TASK INSTRUCTIONS
Return the lines from the start of the data through the line with "point: notepad -- a". Include both of those lines and no others.
AVAILABLE RECORDS: Begin
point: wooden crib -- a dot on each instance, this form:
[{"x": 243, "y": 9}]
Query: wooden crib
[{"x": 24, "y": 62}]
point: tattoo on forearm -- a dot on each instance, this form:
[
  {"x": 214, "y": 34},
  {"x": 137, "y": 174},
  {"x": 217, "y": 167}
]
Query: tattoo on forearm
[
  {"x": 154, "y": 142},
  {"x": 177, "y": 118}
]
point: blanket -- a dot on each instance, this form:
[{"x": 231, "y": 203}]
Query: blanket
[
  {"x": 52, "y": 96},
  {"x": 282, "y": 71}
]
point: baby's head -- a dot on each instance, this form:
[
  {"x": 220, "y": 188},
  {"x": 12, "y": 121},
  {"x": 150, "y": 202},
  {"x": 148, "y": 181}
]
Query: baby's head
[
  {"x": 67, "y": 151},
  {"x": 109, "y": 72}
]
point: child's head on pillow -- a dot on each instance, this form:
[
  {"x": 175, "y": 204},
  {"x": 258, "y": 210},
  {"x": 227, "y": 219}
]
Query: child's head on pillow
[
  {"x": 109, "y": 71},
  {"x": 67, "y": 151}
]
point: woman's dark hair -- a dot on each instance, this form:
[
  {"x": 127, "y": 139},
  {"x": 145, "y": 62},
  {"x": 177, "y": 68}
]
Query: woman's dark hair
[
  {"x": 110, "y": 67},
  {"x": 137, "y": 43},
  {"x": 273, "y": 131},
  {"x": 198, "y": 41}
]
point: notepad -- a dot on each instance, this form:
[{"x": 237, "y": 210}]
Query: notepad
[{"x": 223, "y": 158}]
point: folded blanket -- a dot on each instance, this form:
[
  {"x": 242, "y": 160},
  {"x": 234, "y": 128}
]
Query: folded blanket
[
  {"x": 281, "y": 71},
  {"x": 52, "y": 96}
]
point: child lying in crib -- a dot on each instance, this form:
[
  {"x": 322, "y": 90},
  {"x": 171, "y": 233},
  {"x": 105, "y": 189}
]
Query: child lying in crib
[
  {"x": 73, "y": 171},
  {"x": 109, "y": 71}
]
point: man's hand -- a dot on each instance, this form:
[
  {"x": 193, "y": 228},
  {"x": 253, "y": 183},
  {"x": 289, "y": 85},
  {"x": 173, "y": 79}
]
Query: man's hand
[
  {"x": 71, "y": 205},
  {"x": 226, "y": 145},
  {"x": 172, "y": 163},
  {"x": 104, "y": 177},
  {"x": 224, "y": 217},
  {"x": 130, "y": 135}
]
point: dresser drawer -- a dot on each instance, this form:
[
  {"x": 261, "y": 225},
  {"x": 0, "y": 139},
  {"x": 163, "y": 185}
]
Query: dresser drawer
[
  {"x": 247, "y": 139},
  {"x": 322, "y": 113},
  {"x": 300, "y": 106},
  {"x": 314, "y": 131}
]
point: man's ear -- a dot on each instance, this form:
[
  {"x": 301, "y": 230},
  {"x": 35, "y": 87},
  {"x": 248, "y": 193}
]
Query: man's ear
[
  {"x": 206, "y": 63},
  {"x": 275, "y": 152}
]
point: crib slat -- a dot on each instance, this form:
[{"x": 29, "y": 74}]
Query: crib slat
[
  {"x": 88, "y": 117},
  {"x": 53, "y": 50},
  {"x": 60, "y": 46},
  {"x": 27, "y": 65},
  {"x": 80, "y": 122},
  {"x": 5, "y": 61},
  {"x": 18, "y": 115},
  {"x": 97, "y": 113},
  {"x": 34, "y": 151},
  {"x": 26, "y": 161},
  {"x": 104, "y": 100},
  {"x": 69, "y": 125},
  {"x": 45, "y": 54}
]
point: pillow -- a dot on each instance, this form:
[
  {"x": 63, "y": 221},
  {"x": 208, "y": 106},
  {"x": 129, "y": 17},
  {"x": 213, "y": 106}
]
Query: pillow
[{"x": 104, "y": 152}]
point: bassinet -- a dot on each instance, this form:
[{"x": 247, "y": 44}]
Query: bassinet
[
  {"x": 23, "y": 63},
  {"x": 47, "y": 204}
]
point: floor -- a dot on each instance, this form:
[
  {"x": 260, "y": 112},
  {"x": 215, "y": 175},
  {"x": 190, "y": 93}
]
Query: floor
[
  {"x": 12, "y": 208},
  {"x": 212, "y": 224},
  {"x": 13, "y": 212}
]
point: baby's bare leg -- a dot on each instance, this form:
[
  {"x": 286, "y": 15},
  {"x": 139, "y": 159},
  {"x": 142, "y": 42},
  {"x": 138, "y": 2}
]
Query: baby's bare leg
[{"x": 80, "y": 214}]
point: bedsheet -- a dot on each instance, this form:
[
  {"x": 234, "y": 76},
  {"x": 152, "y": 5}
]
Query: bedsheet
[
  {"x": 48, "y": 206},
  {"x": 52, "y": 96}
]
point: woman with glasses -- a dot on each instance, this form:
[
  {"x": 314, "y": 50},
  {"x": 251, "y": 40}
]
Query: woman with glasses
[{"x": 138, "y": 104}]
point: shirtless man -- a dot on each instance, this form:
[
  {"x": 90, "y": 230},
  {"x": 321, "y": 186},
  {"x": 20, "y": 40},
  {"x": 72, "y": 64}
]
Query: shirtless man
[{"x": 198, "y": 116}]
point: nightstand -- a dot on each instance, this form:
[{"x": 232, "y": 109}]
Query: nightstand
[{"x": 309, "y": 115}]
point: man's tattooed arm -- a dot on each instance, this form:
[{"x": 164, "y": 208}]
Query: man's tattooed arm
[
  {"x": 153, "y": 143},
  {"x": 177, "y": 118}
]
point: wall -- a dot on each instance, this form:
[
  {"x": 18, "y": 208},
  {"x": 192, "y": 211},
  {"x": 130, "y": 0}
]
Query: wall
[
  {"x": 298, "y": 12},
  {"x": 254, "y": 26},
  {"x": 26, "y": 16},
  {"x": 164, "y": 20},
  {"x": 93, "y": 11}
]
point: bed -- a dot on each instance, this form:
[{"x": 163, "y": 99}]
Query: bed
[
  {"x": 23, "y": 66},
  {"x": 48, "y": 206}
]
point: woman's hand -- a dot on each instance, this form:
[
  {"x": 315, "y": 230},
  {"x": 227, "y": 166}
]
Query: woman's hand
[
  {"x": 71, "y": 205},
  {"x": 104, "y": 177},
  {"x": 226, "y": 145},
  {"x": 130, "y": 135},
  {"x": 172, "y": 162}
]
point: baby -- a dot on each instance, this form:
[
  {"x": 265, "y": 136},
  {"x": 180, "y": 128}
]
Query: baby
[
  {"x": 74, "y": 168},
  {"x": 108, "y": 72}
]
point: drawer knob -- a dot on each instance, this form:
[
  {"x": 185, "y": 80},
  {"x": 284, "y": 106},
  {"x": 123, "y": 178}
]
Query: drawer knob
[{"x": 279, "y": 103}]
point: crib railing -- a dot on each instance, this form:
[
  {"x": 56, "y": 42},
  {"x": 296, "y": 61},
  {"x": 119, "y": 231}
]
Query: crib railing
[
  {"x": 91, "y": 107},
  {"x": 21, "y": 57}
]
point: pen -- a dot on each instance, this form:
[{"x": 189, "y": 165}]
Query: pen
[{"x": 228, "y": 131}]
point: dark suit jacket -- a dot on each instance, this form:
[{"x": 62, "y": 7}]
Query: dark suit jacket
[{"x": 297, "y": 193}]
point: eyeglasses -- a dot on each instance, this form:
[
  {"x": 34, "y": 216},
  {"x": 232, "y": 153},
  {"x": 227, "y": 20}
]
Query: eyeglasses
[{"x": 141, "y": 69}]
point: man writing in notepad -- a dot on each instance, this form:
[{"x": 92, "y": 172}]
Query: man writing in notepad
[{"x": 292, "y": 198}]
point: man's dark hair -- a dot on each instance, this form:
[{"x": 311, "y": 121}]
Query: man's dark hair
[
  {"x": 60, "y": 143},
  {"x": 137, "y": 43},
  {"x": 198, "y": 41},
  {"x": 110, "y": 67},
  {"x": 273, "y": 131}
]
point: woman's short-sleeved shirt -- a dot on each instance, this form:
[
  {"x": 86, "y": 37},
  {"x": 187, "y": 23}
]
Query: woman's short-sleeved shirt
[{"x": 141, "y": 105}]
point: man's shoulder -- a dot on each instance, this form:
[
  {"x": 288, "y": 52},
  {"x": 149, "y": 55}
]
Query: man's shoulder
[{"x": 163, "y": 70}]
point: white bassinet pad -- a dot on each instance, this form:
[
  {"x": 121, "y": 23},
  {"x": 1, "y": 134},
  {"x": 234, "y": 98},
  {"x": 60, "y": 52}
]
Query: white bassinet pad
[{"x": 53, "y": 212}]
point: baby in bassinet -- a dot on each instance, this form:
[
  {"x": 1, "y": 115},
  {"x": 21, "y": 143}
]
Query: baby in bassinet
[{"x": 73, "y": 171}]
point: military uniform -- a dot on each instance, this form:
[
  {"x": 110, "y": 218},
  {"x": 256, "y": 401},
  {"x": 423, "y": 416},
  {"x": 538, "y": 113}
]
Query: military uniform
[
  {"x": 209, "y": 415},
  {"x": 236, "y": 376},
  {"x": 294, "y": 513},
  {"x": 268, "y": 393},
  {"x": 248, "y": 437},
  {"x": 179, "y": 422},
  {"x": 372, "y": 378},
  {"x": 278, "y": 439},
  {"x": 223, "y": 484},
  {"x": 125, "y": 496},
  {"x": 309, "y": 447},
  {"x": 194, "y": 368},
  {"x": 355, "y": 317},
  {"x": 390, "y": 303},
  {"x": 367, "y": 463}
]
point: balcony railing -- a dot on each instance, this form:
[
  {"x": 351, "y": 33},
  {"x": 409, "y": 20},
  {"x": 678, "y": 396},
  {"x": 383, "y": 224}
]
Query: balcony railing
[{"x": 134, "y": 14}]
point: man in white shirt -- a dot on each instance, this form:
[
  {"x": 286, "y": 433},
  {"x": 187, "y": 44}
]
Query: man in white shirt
AVAILABLE RECORDS: End
RESPONSE BELOW
point: wooden crib -- a dot on each instance, this form:
[{"x": 243, "y": 9}]
Query: wooden crib
[{"x": 24, "y": 62}]
point: tattoo on forearm -- a dot on each instance, this form:
[
  {"x": 214, "y": 34},
  {"x": 137, "y": 174},
  {"x": 217, "y": 167}
]
Query: tattoo on forearm
[
  {"x": 154, "y": 142},
  {"x": 177, "y": 118}
]
point: blanket -- a dot on each instance, this form:
[{"x": 231, "y": 203}]
Query: blanket
[
  {"x": 52, "y": 96},
  {"x": 282, "y": 71}
]
point: baby's head -- a dot on each instance, this form:
[
  {"x": 220, "y": 188},
  {"x": 12, "y": 121},
  {"x": 150, "y": 202},
  {"x": 148, "y": 181}
]
Query: baby's head
[
  {"x": 67, "y": 151},
  {"x": 109, "y": 72}
]
point: child's head on pillow -- a dot on each instance, this form:
[
  {"x": 175, "y": 204},
  {"x": 258, "y": 210},
  {"x": 227, "y": 219}
]
Query: child's head on pillow
[
  {"x": 109, "y": 71},
  {"x": 67, "y": 151}
]
point: woman's dark hair -- a dot on each instance, this form:
[
  {"x": 127, "y": 139},
  {"x": 145, "y": 62},
  {"x": 177, "y": 68}
]
Query: woman's dark hair
[
  {"x": 110, "y": 67},
  {"x": 137, "y": 43},
  {"x": 273, "y": 131},
  {"x": 198, "y": 41}
]
point: notepad -- a dot on each instance, this form:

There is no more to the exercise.